> ABOUT THIS EXERCISE:
Note each line of the entries that includes "blazer". Then copy those lines.

(Extracted data entries)
"""

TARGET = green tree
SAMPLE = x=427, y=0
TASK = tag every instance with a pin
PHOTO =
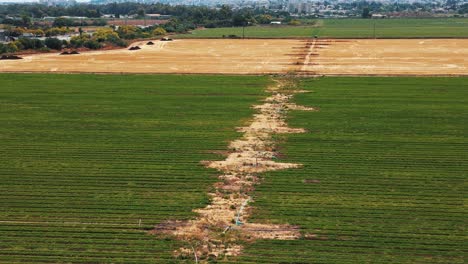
x=366, y=12
x=159, y=31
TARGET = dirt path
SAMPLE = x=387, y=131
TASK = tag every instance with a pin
x=216, y=232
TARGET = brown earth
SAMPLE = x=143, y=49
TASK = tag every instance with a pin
x=392, y=57
x=268, y=56
x=179, y=56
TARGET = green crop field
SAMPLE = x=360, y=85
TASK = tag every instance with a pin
x=85, y=157
x=385, y=161
x=350, y=28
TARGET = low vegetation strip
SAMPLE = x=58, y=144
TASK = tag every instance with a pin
x=91, y=162
x=382, y=181
x=221, y=227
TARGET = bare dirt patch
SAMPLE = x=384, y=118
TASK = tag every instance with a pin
x=217, y=56
x=221, y=225
x=264, y=56
x=392, y=57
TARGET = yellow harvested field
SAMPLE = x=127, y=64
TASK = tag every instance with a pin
x=269, y=56
x=392, y=57
x=179, y=56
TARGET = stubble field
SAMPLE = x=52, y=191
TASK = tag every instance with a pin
x=312, y=57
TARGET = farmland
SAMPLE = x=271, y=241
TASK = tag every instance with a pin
x=264, y=56
x=350, y=28
x=384, y=166
x=86, y=157
x=384, y=163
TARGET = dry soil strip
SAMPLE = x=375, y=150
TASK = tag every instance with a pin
x=216, y=232
x=308, y=57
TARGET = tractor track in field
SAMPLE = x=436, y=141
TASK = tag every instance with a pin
x=222, y=224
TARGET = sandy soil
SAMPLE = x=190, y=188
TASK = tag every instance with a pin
x=179, y=56
x=254, y=56
x=391, y=57
x=222, y=224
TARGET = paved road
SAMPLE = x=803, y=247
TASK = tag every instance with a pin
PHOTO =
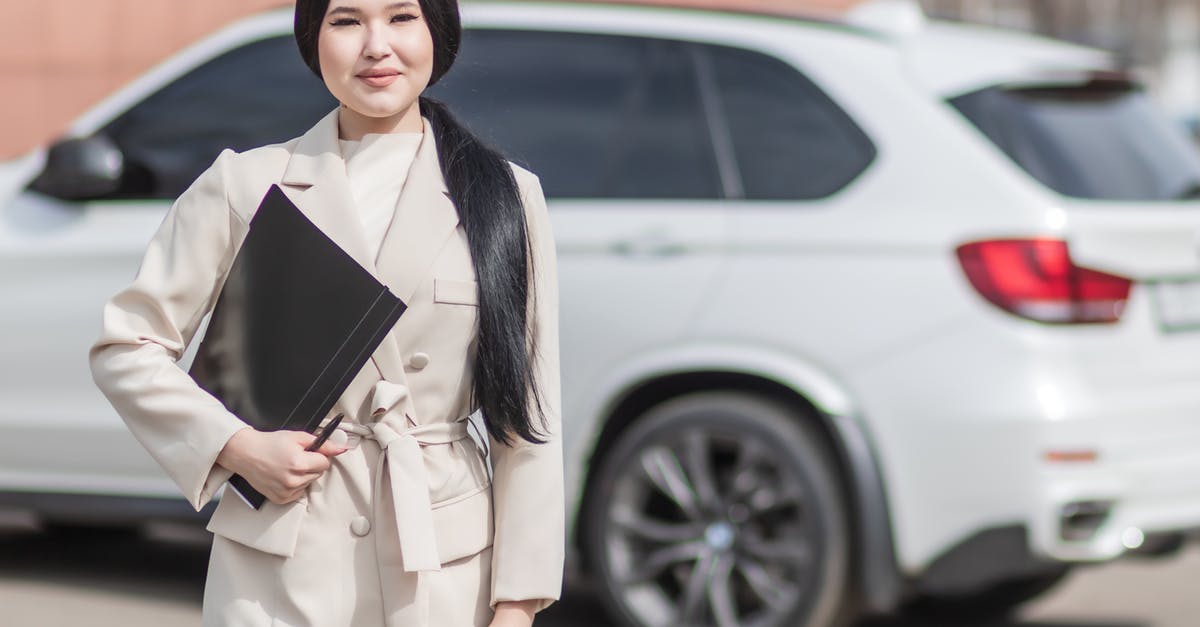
x=130, y=581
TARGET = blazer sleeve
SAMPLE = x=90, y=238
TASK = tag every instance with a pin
x=147, y=327
x=529, y=538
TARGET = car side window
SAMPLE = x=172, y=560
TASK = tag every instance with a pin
x=790, y=139
x=258, y=94
x=594, y=115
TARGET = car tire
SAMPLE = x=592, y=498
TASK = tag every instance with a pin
x=720, y=508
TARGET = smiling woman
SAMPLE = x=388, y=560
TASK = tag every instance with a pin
x=376, y=60
x=397, y=520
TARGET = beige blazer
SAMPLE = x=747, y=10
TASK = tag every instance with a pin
x=412, y=395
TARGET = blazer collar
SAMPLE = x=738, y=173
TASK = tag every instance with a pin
x=424, y=216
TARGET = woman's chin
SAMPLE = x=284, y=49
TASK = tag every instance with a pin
x=381, y=107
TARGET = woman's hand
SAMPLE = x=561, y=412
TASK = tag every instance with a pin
x=513, y=614
x=276, y=463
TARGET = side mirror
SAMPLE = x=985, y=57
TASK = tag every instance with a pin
x=79, y=168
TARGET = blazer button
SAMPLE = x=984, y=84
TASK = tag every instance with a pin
x=419, y=360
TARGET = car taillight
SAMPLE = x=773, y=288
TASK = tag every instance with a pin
x=1037, y=280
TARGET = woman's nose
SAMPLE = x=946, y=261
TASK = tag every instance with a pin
x=377, y=43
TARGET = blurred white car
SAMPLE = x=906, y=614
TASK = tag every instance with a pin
x=924, y=299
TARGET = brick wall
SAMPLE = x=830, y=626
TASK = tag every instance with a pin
x=60, y=57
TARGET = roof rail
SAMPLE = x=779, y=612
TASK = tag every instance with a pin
x=889, y=17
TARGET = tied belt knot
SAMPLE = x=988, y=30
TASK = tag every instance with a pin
x=401, y=455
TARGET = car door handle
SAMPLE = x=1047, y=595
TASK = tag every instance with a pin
x=651, y=244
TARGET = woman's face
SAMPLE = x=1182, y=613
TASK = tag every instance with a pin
x=376, y=58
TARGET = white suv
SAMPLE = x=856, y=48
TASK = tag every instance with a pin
x=851, y=316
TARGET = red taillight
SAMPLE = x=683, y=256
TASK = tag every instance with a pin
x=1036, y=279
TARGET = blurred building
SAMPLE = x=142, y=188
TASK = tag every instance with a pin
x=60, y=57
x=1158, y=39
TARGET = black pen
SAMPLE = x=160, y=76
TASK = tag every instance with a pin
x=328, y=431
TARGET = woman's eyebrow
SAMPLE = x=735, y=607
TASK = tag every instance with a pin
x=355, y=11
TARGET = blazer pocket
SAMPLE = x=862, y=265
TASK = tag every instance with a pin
x=456, y=291
x=463, y=524
x=274, y=529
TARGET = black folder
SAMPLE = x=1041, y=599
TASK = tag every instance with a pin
x=295, y=321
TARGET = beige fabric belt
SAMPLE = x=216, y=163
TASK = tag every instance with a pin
x=402, y=458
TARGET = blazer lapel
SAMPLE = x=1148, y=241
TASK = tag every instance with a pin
x=423, y=220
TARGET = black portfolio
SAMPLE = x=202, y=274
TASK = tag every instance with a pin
x=295, y=321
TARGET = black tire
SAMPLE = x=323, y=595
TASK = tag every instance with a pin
x=91, y=532
x=765, y=519
x=994, y=603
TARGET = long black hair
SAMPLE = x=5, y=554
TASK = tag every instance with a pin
x=489, y=202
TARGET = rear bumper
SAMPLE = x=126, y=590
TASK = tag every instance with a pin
x=1137, y=488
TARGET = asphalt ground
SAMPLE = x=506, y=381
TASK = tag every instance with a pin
x=157, y=577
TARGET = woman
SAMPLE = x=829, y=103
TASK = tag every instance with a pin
x=396, y=520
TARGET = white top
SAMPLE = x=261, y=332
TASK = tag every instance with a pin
x=377, y=167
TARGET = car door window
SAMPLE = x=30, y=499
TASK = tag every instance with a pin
x=790, y=139
x=594, y=115
x=255, y=95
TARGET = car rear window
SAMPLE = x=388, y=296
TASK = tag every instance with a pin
x=1103, y=139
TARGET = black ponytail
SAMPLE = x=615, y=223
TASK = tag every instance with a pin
x=491, y=210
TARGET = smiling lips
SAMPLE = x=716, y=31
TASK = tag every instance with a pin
x=378, y=77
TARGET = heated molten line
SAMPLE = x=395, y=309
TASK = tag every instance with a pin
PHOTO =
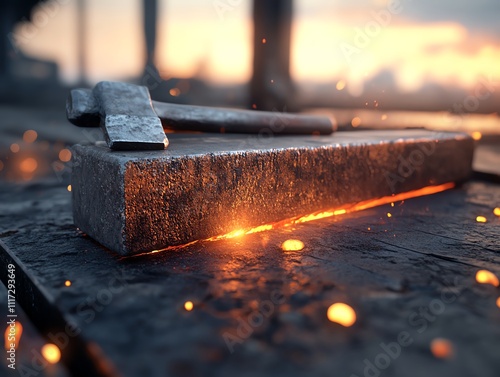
x=348, y=208
x=342, y=314
x=12, y=335
x=481, y=219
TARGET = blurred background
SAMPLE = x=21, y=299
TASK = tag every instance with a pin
x=367, y=63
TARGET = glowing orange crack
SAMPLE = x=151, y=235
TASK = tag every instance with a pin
x=348, y=208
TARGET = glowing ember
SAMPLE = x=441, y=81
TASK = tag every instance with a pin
x=28, y=165
x=342, y=314
x=292, y=245
x=14, y=148
x=476, y=135
x=340, y=85
x=12, y=335
x=175, y=92
x=51, y=353
x=487, y=277
x=441, y=348
x=65, y=155
x=353, y=207
x=355, y=122
x=30, y=136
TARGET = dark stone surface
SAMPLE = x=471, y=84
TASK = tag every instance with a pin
x=28, y=360
x=131, y=309
x=202, y=186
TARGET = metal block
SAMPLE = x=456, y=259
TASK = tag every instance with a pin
x=139, y=201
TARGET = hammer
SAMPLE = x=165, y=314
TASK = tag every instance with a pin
x=131, y=121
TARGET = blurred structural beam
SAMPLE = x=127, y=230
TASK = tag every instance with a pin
x=82, y=41
x=150, y=21
x=271, y=86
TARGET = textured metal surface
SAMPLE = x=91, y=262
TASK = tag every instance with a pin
x=202, y=187
x=82, y=109
x=127, y=117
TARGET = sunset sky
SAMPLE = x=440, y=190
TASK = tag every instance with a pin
x=418, y=42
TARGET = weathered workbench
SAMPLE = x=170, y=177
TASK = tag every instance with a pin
x=259, y=310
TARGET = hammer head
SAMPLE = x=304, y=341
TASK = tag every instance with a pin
x=126, y=115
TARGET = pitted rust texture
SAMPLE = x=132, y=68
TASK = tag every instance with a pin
x=172, y=199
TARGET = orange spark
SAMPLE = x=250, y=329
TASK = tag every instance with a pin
x=356, y=121
x=12, y=335
x=65, y=155
x=481, y=219
x=51, y=353
x=28, y=165
x=292, y=245
x=441, y=348
x=342, y=314
x=487, y=277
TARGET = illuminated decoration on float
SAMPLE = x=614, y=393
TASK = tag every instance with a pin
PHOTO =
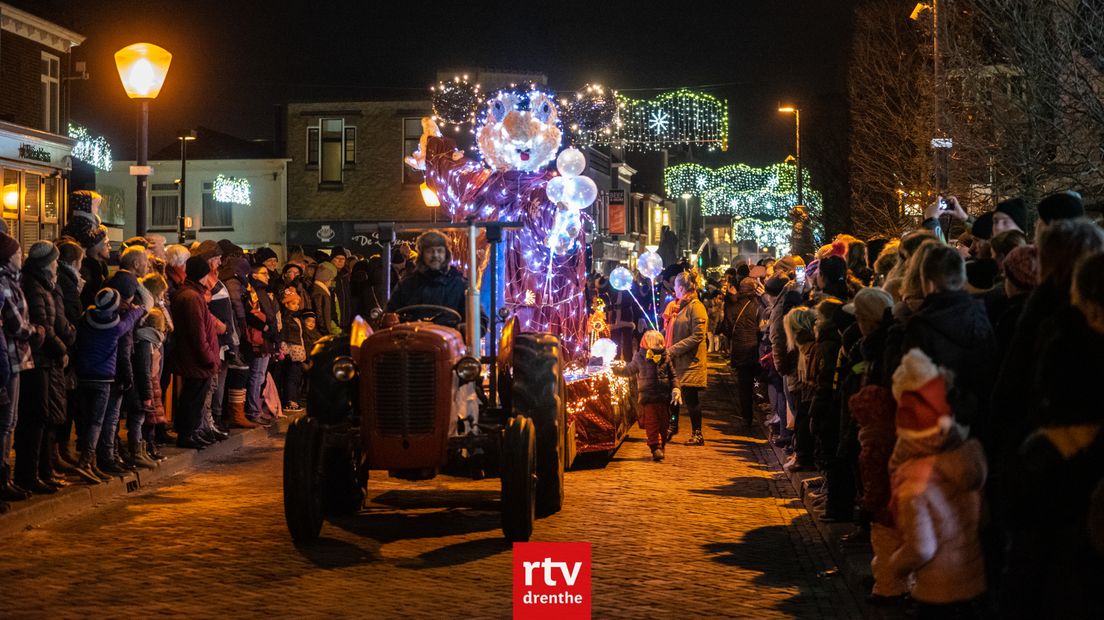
x=591, y=116
x=94, y=150
x=232, y=190
x=455, y=103
x=676, y=118
x=519, y=135
x=757, y=199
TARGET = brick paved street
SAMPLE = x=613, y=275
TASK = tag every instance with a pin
x=712, y=532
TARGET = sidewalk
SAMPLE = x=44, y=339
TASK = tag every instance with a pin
x=80, y=496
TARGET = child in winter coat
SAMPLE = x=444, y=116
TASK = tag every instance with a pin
x=657, y=386
x=293, y=365
x=936, y=477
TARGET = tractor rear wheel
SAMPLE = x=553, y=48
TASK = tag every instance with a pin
x=303, y=479
x=537, y=392
x=519, y=487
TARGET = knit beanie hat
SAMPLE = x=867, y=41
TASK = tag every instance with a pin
x=774, y=286
x=69, y=250
x=230, y=248
x=326, y=273
x=102, y=313
x=155, y=284
x=921, y=393
x=208, y=249
x=42, y=253
x=870, y=303
x=197, y=268
x=983, y=226
x=1017, y=210
x=263, y=254
x=125, y=282
x=1062, y=205
x=1021, y=266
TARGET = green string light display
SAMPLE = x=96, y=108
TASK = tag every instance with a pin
x=757, y=199
x=676, y=118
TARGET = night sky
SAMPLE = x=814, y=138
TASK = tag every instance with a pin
x=234, y=60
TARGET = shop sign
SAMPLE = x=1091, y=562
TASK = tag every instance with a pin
x=32, y=152
x=616, y=212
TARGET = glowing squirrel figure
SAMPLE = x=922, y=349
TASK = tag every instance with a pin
x=519, y=136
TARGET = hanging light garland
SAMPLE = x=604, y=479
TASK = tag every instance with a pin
x=757, y=199
x=94, y=150
x=232, y=190
x=676, y=118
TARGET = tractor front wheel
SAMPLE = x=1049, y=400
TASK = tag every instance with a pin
x=519, y=480
x=303, y=479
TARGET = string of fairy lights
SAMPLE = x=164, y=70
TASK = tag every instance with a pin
x=757, y=199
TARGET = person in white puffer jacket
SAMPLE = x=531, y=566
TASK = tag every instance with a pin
x=936, y=478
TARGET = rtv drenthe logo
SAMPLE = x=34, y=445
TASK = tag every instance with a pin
x=551, y=580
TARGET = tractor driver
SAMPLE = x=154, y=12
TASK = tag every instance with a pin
x=434, y=281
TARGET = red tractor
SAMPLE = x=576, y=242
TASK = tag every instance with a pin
x=414, y=399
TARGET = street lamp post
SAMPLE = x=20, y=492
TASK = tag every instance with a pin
x=797, y=148
x=184, y=138
x=142, y=67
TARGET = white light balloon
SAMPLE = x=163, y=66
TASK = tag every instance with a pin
x=604, y=349
x=581, y=192
x=621, y=278
x=571, y=162
x=650, y=265
x=555, y=189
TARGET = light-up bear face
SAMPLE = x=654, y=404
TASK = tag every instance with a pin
x=519, y=130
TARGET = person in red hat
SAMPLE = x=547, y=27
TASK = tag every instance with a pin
x=936, y=476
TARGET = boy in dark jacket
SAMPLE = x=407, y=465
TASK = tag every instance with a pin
x=98, y=333
x=655, y=382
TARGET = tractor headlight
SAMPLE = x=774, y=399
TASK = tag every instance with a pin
x=468, y=369
x=345, y=369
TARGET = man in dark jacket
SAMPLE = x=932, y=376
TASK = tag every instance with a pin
x=195, y=356
x=434, y=281
x=953, y=329
x=42, y=404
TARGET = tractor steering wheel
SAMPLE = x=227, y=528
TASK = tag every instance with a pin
x=438, y=314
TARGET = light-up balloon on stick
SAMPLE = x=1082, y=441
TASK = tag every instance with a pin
x=621, y=278
x=571, y=162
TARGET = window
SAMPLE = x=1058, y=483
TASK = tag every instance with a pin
x=350, y=146
x=51, y=81
x=165, y=206
x=216, y=215
x=312, y=146
x=331, y=148
x=412, y=131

"""

> EXERCISE OUTPUT:
TARGET = blazer sleeve
TARGET = beige blazer
TARGET = blazer collar
TARGET = blazer button
TARGET = blazer pocket
TARGET = blazer lapel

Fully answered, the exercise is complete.